### Data for the task ###

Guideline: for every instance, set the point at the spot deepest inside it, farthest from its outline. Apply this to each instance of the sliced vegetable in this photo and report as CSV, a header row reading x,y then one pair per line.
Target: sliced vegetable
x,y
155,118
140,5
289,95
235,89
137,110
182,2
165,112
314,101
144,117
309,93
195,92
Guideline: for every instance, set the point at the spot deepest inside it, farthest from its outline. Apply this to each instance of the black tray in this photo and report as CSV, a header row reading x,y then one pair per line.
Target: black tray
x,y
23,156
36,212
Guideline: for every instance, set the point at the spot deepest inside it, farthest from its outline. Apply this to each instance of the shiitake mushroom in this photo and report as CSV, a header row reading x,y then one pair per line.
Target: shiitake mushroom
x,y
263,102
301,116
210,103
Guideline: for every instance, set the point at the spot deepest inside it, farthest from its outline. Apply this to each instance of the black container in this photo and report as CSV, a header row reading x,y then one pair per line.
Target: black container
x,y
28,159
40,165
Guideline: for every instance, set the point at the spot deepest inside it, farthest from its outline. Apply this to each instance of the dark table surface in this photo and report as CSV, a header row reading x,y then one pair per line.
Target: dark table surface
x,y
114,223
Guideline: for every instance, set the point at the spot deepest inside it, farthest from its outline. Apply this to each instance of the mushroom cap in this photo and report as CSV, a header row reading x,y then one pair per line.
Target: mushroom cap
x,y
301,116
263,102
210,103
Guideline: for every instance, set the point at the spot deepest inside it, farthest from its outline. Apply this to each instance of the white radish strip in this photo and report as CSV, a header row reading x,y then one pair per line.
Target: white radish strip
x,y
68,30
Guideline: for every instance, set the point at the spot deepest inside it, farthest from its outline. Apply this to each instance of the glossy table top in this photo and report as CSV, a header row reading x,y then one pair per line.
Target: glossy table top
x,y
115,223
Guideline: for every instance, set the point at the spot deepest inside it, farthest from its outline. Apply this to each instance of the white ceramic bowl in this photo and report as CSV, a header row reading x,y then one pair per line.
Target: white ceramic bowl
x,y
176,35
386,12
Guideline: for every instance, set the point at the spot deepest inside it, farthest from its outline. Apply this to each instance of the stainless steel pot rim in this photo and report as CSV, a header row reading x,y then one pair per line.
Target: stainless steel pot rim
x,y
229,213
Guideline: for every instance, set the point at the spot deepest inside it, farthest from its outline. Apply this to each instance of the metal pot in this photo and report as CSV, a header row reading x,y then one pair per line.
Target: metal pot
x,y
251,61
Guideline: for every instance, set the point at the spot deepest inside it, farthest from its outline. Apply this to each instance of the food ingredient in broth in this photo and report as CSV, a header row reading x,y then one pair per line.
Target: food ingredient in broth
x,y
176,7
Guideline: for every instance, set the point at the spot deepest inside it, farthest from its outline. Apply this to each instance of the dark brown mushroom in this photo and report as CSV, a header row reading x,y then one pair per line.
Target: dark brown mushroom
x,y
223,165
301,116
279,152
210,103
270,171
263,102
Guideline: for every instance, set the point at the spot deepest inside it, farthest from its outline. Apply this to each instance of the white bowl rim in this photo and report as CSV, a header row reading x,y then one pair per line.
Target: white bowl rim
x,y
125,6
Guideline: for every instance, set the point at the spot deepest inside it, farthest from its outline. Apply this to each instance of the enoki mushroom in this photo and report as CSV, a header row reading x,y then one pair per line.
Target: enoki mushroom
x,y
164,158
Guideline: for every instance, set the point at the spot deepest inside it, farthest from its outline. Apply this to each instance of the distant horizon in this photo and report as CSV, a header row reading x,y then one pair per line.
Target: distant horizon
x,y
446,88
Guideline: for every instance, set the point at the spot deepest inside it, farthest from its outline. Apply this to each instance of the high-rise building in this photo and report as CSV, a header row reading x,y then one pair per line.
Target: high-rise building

###

§ **Challenge**
Reproduce all of the entries above line for line, changing nothing.

§ **Exercise output**
Guideline: for every instance, set the point at the spot deepest inside it, farthest from its outline. Apply this to each instance of the sliced vegetable in this photo and report as CSV, a header row reading x,y then one pair per line.
Target: sliced vegetable
x,y
155,118
140,5
289,95
235,89
137,110
182,2
165,112
314,101
144,117
309,93
195,92
Guideline: for every instance, set the point at the spot deepest inside it, farthest from its outline. Apply this to each instance of the black tray in this photo and report as CSV, a header row reading x,y then one pair per line.
Target: black tray
x,y
23,156
36,212
Guideline: for every instance, set the point at the spot deepest inside it, farthest from its outline. Apply this to each instance of the shiitake mushroom in this photo and report as CSV, a header row reading x,y then one pair per line.
Target: shiitake mushroom
x,y
263,102
301,116
210,103
Guideline: for every instance, set the point at the spot deepest inside it, farthest from its outline. Apply this to each instance of the black container in this photo and report as CSV, a header row reading x,y then one pair per line.
Target: black container
x,y
28,159
40,165
Guideline: for every instance, set the point at the spot deepest inside it, farthest from its outline. Apply this to each instance of the dark table surface in this photo and report as CSV, a header row reading x,y then one pair per line.
Target: dark table surface
x,y
114,223
Guideline: for every instance, set the point at the spot deepest inside it, farthest from its outline. Apply this to each instance of the mushroom cap in this photo and report as CSV, a header row reading x,y then one pair per line.
Target: mushroom cap
x,y
301,116
263,102
210,103
Guideline: for every instance, set the point at the spot deepest inside it, farthest from its outline. Apply this to each instance of the white radish strip in this photo and report as CSV, a header row reading x,y then one pair per line.
Target: white radish strip
x,y
68,30
Guideline: for every instance, set the point at the spot deepest inside it, farthest from its outline. Apply this to each instance of the glossy table top in this photo and report as CSV, a header row reading x,y then one pair per line.
Target: glossy table top
x,y
115,223
Guideline: for every instance, set the point at the spot deepest inside it, farthest from its outline. Apply this to each instance of the white ceramic bowl in this photo and report as CSV, a header row reading x,y then one pair per line.
Target: white ceramic bowl
x,y
176,35
386,12
Guideline: for every instance, set the point at the spot deepest inside it, farthest from its outline. Apply this to each instance of the stainless steel pot rim in this photo and report as CSV, a header row reading x,y then one pair per line.
Target: stainless steel pot rim
x,y
229,213
Guideline: for every instance, set the point at the spot deepest inside it, farthest from its outline. Apply this to each instance of the metal pot in this photo and report as CSV, a header row reading x,y then one pair per line.
Target: metal pot
x,y
251,61
Guideline: for every instance, set the point at the spot deepest inside it, farthest from its outline. Apply this to each instance of the food ingredient in broth in this photo and report as CSV, a header row reading x,y then one pair per line.
Target: food ingredient in broth
x,y
176,7
Guideline: for every instance, set the point at the spot deepest inside it, farthest from its outline. Apply this to each instance of the dark brown mushroom in this photo and report as CSV, a header row reading x,y then one pair per line.
Target: dark brown mushroom
x,y
223,165
301,116
279,152
210,103
270,171
263,102
Guideline: for every instance, set the point at the spot deepest inside it, farthest from its outline. Apply this to each instance of the white bowl rim in this photo and report as CSV, a header row reading x,y then one pair per line.
Target: white bowl rim
x,y
125,6
Guideline: for every instance, set the point at the spot deepest inside it, farthest from its outline. Apply this to each instance of the enoki mushroom in this photo and report as CSV, a header row reading x,y then one pair per line.
Target: enoki mushroom
x,y
164,158
Guideline: for every instance, set the point at the spot deepest inside it, farthest from its outline. Apply this to each instance of the distant horizon in this photo and report as CSV, a header row reading x,y then one pair per line.
Target: distant horizon
x,y
446,88
Guideline: for every instance, set the point at the spot deepest inside it, farthest from its outline. Apply this to each instance of the high-rise building in this photo and report as CSV, a header row reading x,y then one pair per line.
Target: high-rise building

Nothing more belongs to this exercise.